◆ **What needs to be done**: Reproduce verbatim the lines of the items below, beginning at the line that contains "Task: tag every instance of the forearm" and stopping after the line that contains "pixel 130 124". Output those lines alone, both end lines included.

◆ **Task data**:

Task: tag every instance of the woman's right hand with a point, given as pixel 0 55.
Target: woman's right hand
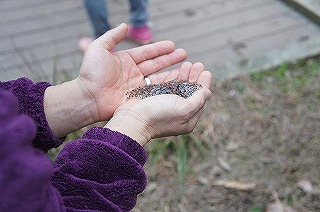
pixel 164 115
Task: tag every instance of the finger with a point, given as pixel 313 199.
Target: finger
pixel 114 36
pixel 198 100
pixel 185 71
pixel 161 62
pixel 150 51
pixel 196 70
pixel 193 121
pixel 165 76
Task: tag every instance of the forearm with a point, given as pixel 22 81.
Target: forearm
pixel 30 96
pixel 67 108
pixel 128 123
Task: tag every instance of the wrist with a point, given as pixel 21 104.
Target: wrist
pixel 67 108
pixel 130 124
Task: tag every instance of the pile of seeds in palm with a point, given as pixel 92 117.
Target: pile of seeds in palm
pixel 181 88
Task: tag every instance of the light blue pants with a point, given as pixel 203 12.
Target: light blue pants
pixel 97 11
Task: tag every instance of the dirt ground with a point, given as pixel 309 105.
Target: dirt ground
pixel 262 133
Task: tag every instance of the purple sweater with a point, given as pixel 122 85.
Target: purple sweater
pixel 103 171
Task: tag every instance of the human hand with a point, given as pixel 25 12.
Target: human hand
pixel 105 77
pixel 164 115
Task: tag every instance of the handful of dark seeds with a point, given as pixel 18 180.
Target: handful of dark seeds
pixel 184 89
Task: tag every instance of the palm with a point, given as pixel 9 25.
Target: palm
pixel 107 77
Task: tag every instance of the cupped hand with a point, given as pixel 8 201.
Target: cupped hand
pixel 164 115
pixel 105 77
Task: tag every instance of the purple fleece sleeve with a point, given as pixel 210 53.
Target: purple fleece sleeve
pixel 25 172
pixel 30 96
pixel 103 172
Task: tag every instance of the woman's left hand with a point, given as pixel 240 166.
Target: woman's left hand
pixel 105 77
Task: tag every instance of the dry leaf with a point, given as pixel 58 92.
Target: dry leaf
pixel 223 164
pixel 235 185
pixel 279 207
pixel 306 186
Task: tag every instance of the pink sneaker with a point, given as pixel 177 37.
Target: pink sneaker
pixel 141 35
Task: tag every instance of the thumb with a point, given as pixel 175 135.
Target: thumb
pixel 113 37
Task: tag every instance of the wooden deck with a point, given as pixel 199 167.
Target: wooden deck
pixel 38 38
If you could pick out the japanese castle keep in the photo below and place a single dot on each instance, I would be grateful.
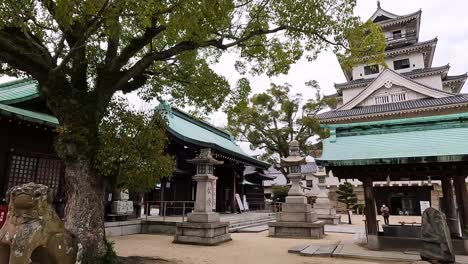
(406, 122)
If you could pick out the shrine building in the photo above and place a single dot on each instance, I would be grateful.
(27, 154)
(406, 122)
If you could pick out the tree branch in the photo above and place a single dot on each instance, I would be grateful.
(135, 45)
(16, 50)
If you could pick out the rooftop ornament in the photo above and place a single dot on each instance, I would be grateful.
(293, 164)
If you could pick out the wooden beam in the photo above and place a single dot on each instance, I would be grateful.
(371, 215)
(462, 202)
(449, 206)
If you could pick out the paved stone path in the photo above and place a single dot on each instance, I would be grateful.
(344, 229)
(349, 249)
(328, 229)
(253, 229)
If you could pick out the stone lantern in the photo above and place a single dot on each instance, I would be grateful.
(203, 226)
(293, 164)
(297, 219)
(322, 205)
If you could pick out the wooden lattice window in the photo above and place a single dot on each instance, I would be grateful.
(30, 168)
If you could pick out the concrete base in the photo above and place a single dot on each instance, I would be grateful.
(203, 217)
(329, 219)
(373, 242)
(415, 244)
(123, 228)
(307, 217)
(158, 227)
(313, 230)
(207, 234)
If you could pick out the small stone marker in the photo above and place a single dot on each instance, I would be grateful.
(309, 251)
(297, 249)
(253, 229)
(325, 251)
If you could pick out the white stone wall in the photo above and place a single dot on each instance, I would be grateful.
(394, 90)
(434, 81)
(416, 62)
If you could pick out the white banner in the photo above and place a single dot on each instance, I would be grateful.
(424, 205)
(239, 202)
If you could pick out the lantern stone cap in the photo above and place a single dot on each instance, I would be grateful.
(321, 172)
(205, 157)
(294, 157)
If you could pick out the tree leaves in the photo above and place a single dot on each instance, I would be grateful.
(346, 195)
(132, 148)
(270, 120)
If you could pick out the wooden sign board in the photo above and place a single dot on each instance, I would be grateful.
(239, 202)
(246, 205)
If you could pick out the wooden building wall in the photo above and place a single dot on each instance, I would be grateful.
(27, 154)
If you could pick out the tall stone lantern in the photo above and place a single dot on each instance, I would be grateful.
(297, 218)
(203, 226)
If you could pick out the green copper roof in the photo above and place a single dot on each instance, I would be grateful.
(8, 110)
(412, 140)
(18, 91)
(186, 128)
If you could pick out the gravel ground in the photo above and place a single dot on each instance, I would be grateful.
(245, 248)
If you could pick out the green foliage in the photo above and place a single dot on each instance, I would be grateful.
(132, 148)
(279, 193)
(346, 195)
(166, 47)
(270, 120)
(84, 52)
(111, 256)
(359, 207)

◆ **Problem solution**:
Task: tag every instance of the forearm with a point, given as pixel 22 81.
Target: forearm
pixel 30 96
pixel 67 108
pixel 128 123
Task: tag every instance of the wrist with a point, given as pixel 21 104.
Target: wrist
pixel 67 108
pixel 130 124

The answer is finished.